> **INSTRUCTIONS FOR THE TASK**
Whenever a line in the data holds the string "leaf", copy that line.
─── EXTRACTED RECORDS ───
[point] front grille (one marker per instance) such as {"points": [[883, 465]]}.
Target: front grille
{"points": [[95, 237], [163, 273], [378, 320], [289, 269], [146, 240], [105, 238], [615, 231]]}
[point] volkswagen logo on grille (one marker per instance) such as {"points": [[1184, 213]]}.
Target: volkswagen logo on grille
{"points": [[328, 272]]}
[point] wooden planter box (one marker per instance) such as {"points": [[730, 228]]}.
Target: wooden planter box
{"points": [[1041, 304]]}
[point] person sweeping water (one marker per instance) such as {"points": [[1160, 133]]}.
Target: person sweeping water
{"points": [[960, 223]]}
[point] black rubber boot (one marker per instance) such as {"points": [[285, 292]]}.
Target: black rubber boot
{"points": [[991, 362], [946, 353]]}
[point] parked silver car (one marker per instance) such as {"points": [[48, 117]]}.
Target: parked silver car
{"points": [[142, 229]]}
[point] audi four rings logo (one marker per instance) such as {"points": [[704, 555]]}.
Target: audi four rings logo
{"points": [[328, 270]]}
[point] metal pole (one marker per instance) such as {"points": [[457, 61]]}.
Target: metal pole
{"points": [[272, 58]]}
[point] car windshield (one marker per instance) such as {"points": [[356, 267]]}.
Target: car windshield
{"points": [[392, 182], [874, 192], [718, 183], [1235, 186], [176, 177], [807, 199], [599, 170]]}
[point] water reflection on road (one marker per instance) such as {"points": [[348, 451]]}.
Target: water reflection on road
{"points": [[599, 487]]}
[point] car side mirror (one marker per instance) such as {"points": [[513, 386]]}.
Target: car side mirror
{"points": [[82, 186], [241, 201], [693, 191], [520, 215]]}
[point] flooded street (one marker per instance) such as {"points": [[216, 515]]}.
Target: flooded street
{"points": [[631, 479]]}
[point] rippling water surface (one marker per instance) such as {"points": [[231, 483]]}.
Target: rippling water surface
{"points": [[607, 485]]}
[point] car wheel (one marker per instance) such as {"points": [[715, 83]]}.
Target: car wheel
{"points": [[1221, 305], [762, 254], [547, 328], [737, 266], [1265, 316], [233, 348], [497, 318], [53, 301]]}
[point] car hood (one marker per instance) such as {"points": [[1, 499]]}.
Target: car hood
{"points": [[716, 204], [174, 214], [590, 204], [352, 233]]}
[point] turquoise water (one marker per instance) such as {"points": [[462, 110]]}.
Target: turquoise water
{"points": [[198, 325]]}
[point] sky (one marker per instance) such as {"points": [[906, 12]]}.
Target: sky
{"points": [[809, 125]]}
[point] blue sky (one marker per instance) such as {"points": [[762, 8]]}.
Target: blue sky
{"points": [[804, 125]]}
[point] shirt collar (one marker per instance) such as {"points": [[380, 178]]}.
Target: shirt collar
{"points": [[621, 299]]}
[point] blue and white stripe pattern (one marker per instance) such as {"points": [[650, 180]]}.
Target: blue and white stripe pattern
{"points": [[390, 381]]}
───
─── EXTRACTED RECORDS ───
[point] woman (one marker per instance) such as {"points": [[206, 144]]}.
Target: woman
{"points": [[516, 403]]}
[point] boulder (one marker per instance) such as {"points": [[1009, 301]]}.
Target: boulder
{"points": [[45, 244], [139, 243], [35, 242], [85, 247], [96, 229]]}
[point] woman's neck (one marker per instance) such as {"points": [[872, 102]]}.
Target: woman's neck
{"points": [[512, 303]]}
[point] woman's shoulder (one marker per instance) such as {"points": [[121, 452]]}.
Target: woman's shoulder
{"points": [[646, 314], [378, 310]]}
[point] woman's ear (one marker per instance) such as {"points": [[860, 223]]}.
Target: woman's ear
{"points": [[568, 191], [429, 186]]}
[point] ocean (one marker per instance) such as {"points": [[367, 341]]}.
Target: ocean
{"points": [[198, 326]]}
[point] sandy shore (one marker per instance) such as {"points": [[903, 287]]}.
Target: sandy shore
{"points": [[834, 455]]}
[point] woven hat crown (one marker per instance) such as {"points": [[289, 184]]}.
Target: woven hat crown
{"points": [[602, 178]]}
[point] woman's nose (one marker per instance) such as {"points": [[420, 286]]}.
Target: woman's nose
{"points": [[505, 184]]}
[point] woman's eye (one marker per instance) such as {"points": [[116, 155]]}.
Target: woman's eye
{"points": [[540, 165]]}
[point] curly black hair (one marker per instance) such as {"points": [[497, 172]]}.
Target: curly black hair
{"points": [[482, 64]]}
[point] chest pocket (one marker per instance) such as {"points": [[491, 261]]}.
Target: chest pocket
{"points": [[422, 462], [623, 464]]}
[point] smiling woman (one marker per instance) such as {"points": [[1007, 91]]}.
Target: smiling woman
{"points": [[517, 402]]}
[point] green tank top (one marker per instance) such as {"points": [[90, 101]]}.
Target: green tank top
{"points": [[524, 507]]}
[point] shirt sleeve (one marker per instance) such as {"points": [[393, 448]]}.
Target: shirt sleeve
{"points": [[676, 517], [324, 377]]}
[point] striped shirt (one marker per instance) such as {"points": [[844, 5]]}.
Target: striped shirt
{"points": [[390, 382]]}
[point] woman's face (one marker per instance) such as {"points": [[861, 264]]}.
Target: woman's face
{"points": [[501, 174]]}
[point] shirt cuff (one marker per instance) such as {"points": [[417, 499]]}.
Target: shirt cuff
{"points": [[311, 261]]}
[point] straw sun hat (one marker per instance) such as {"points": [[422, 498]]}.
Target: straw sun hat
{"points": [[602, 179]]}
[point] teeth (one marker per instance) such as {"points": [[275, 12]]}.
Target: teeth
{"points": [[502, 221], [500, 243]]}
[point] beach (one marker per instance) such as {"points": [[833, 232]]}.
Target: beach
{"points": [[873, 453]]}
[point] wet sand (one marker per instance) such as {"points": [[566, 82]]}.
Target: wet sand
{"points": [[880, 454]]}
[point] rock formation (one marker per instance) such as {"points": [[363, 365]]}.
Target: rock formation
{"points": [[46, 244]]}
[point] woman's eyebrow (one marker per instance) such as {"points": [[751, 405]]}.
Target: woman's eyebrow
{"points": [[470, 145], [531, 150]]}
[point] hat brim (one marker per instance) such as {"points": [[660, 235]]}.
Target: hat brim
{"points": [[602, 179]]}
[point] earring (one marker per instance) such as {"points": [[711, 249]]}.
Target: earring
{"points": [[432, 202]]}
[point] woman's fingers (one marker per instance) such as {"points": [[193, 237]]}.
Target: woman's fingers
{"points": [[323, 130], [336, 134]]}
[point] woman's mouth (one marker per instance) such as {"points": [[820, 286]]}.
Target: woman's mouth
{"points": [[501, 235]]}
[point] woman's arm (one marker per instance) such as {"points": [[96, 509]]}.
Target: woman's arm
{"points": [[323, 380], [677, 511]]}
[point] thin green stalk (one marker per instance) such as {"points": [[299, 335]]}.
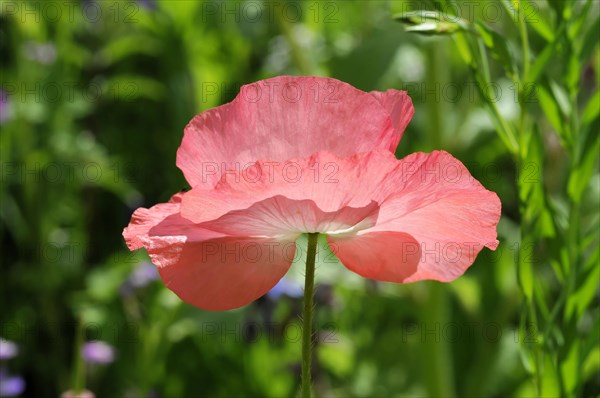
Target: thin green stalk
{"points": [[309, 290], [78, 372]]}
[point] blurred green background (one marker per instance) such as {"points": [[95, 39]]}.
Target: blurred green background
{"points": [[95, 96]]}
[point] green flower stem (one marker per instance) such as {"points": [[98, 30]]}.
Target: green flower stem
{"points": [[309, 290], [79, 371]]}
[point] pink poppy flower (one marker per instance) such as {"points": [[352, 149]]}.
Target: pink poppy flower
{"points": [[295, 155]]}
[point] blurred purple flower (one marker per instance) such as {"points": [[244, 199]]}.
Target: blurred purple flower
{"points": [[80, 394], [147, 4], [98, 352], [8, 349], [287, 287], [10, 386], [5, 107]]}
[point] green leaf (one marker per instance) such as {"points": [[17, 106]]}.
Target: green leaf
───
> **RESULT**
[point] green leaf (one marker per instance) such as {"points": [[17, 106]]}.
Target: green leaf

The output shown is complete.